Problem:
Reproduce, character for character, the stretch of the entries below from the line containing "Ground girl's ear." through the line containing "407 669 515 728", with both of those lines included.

Exercise input:
################

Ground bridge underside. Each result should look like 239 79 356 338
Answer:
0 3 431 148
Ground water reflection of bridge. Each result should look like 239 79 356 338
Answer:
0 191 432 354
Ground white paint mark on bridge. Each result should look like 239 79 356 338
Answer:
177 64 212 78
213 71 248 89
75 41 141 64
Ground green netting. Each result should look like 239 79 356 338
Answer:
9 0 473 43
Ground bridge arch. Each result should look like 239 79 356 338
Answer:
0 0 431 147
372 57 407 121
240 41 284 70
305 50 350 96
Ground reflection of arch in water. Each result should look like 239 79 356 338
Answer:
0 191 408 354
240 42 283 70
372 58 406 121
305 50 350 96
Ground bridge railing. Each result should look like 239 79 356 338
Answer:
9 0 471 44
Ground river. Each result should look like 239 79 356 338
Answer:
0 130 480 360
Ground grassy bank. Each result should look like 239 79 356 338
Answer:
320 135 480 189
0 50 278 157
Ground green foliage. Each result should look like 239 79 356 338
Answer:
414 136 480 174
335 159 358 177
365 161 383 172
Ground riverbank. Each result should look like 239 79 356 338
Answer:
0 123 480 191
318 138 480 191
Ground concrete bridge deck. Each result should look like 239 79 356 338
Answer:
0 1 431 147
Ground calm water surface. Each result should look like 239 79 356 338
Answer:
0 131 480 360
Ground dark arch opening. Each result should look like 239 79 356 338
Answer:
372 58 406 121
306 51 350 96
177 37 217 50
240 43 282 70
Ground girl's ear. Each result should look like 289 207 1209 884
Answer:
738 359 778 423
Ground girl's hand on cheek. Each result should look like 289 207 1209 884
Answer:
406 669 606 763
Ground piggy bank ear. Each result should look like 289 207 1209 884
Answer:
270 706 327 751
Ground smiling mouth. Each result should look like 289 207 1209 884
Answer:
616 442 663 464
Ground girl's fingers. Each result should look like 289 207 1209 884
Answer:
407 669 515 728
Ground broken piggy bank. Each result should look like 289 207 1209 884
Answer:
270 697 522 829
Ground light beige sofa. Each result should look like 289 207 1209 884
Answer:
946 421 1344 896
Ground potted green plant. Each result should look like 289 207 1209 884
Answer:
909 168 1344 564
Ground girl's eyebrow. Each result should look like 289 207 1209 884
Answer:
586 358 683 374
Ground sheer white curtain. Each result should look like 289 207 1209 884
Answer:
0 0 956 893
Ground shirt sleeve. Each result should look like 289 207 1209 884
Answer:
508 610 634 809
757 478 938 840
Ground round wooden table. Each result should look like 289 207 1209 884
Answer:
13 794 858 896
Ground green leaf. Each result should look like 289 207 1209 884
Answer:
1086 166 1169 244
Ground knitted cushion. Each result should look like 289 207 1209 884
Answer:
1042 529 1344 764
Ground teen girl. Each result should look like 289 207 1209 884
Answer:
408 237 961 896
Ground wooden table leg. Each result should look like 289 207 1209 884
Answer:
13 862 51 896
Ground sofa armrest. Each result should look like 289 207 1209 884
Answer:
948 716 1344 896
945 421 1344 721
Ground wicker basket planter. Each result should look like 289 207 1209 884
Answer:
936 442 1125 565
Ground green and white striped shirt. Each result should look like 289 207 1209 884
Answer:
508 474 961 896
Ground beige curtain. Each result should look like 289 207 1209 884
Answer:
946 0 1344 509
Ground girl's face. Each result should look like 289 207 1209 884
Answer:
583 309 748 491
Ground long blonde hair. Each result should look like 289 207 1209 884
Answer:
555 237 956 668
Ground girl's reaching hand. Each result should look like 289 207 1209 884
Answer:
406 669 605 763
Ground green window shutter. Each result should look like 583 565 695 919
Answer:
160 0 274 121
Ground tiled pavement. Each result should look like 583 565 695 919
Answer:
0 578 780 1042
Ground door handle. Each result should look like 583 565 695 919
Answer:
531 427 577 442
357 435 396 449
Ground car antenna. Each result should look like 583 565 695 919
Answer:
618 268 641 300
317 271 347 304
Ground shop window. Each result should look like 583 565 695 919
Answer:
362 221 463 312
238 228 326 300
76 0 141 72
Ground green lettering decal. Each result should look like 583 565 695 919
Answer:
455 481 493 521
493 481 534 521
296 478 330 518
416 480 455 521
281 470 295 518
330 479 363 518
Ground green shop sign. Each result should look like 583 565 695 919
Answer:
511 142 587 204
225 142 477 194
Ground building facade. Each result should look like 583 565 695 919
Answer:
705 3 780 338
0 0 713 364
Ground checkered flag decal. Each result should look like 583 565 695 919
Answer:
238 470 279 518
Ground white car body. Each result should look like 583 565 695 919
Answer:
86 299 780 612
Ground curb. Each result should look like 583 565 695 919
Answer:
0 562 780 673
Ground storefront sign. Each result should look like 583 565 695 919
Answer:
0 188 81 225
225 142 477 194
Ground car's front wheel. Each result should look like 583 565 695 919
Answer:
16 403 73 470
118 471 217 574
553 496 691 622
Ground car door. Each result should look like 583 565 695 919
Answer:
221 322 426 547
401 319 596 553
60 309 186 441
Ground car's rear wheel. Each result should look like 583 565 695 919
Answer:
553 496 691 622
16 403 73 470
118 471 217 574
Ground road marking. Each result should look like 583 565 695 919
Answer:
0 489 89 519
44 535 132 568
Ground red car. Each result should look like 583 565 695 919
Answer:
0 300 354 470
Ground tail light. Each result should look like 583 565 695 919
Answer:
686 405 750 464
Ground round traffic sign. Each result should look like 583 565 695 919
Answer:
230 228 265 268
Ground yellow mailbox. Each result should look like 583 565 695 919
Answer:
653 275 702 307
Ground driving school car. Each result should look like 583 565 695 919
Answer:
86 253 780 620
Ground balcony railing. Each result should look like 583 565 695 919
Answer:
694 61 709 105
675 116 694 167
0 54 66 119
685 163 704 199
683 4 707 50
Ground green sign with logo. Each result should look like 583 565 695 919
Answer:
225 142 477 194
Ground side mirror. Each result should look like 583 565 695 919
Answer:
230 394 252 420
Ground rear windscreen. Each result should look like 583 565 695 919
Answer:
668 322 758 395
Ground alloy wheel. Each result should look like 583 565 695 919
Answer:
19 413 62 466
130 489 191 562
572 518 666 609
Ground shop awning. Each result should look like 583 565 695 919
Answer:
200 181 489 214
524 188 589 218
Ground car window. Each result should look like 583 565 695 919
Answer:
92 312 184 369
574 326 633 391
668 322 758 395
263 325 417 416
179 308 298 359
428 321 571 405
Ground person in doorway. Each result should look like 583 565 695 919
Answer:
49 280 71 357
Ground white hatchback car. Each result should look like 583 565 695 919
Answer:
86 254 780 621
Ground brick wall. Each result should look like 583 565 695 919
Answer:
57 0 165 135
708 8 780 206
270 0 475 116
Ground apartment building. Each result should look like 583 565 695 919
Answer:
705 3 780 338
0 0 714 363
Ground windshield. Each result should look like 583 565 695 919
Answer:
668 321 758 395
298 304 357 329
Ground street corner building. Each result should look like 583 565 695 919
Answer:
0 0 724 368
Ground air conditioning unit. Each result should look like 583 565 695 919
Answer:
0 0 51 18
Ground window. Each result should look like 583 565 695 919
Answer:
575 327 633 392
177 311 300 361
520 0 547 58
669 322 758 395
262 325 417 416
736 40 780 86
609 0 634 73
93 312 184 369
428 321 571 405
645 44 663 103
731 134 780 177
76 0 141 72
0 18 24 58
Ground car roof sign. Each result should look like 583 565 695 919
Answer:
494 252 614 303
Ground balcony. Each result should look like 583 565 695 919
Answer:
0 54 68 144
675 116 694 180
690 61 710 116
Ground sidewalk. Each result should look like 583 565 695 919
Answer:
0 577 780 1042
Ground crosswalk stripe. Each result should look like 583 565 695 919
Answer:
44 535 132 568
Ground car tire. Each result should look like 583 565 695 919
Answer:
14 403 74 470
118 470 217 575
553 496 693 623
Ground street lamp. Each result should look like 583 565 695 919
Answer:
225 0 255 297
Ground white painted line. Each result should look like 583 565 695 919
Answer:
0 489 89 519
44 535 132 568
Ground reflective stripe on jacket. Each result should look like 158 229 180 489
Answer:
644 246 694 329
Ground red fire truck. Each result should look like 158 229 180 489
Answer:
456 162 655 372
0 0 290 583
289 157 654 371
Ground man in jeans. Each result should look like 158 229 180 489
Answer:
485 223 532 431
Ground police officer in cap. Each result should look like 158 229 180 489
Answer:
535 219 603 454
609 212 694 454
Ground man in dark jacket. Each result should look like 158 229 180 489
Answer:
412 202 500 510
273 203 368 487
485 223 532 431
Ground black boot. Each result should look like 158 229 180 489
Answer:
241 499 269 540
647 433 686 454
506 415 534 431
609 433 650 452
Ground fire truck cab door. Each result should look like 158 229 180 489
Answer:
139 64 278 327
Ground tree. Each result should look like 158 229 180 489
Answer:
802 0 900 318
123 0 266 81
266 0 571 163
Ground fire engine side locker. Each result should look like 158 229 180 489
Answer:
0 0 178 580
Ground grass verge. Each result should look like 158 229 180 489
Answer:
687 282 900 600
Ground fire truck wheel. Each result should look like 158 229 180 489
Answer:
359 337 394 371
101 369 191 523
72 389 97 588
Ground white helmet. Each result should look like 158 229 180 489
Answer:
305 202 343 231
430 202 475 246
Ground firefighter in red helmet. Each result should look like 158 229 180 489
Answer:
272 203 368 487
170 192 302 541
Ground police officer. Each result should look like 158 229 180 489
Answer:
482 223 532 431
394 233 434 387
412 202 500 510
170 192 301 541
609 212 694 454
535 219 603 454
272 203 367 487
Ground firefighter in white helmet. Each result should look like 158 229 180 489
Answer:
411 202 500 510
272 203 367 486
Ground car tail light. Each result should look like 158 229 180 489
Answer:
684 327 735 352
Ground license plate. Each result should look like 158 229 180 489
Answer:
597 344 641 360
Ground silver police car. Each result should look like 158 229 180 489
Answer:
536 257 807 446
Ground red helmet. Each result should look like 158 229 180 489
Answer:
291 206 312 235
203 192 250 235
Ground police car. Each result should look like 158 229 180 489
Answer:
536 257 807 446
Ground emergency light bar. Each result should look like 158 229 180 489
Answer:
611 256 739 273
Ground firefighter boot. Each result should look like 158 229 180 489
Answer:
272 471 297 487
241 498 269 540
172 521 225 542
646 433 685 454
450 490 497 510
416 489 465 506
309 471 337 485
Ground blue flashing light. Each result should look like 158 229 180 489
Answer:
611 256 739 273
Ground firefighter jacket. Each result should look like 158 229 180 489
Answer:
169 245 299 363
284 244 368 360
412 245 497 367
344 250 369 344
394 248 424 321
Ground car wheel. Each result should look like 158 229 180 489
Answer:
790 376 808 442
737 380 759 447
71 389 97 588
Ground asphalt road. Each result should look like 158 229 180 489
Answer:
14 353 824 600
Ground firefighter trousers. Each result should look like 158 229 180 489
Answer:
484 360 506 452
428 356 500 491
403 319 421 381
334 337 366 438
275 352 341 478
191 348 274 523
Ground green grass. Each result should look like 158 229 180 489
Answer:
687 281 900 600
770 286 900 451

################

Solution for this task:
Ground girl's ear. Each result should look like 289 207 1209 884
Answer:
738 359 778 423
Ground girl's hand on cheek. Each result should look like 289 207 1209 884
Answer:
406 669 606 763
Ground piggy bank ear. Each result should look like 289 207 1209 884
Answer:
270 706 327 751
Ground smiling mouth. Each result should look like 289 207 1209 884
Answer:
616 442 663 464
Ground girl's fingers. Each result should look like 289 207 1209 884
Answer:
407 669 515 728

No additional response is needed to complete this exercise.